[Text block]

Most couples who end up divorced never sat across from a therapist together. That is the uncomfortable headline buried in Grow Therapy’s newly released 2026 survey of more than 2,500 American adults, conducted with YouGov in December 2025.
Only 15% of U.S. adults have ever attended couples therapy with a partner. Another 16% considered it and didn’t go. The remaining two-thirds never got close.
The Gap Shows Up Hardest at the End
The survey found that 26% of divorced people had tried couples therapy at some point, compared with just 20% of people still married. That’s a strange kind of statistic to sit with. It suggests therapy is arriving, for a meaningful share of couples, as a last rite rather than a repair tool.
Baby Boomers were slightly more likely than younger generations to have tried therapy at 18%. But Boomers are also the demographic driving what researchers call “gray divorce,” where split rates among people over 50 keep climbing even as the national divorce rate falls. For a lot of long-married couples, in other words, therapy shows up after the decision has effectively already been made.
Who Actually Refuses, and Why It Splits by Gender

The most interesting numbers in the survey aren’t about whether couples go. They’re about why one partner won’t.
Women in the survey were twice as likely as men, 15% versus 8%, to say a partner’s lack of interest was what kept them out of the therapy room. Men, meanwhile, were more than twice as likely as women, 22% versus 10%, to say they ended up in their first session because their partner asked them to go.
Put those two numbers side by side and a pattern emerges: men are less often the ones proposing therapy, but they’re more often the ones who show up once someone else proposes it. That’s a different story than simple refusal. It looks more like men waiting to be asked, and women more often being the one doing the asking and getting turned down.

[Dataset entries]

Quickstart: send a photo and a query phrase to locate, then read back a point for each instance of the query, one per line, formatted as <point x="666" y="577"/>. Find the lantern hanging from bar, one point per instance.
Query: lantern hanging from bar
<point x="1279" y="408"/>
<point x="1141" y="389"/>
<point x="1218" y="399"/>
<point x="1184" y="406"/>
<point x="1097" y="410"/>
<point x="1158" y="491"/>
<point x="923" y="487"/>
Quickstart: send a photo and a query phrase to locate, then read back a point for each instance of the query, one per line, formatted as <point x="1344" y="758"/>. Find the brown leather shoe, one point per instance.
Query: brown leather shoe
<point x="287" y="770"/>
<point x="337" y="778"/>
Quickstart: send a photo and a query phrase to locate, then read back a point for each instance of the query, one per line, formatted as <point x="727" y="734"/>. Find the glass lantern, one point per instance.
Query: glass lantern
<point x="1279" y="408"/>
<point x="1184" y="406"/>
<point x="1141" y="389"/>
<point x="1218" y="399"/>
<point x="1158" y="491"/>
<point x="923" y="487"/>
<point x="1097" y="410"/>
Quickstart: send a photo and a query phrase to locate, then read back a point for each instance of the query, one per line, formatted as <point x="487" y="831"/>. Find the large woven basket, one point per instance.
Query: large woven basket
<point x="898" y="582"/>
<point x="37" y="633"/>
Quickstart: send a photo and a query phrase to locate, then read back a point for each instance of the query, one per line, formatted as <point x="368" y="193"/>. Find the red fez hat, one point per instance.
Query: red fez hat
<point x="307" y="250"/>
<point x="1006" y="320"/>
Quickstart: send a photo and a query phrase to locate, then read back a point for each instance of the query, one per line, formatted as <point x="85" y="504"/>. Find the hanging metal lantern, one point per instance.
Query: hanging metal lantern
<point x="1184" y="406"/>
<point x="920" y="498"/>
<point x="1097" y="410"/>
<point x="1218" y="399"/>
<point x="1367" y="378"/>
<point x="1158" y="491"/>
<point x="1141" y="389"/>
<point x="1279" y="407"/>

[Required action 1]
According to the couples therapy article, what percentage of divorced people had tried couples therapy at some point?
[Required action 2]
Carry the couples therapy article forward from the point where it stops.

[Task answer 1]
26%

[Task answer 2]
Most People Who Go Say It Worked
The survey’s most hopeful figure is also its most frustrating one. Among people who did attend couples therapy, 71% reported real improvement, and only 19% said they came out realizing the relationship wasn’t sustainable. Better communication and stronger overall connection were the most commonly cited gains.
That’s a strong track record for something two-thirds of couples never try. The survey’s authors point to a simpler explanation than stigma: 54% of people who never attended said they just hadn’t had a specific reason to. Not resistance. Not fear. Just a belief that therapy is for crises, not maintenance.
Combine that belief with the fact that cost and a disinterested partner tied as the top named obstacles, each cited by 11% of respondents, and the picture gets clearer. A lot of couples aren’t fighting about therapy. They’re just never quite arriving at the point where one partner’s low-grade hesitation gets addressed directly, until the relationship is already in serious trouble.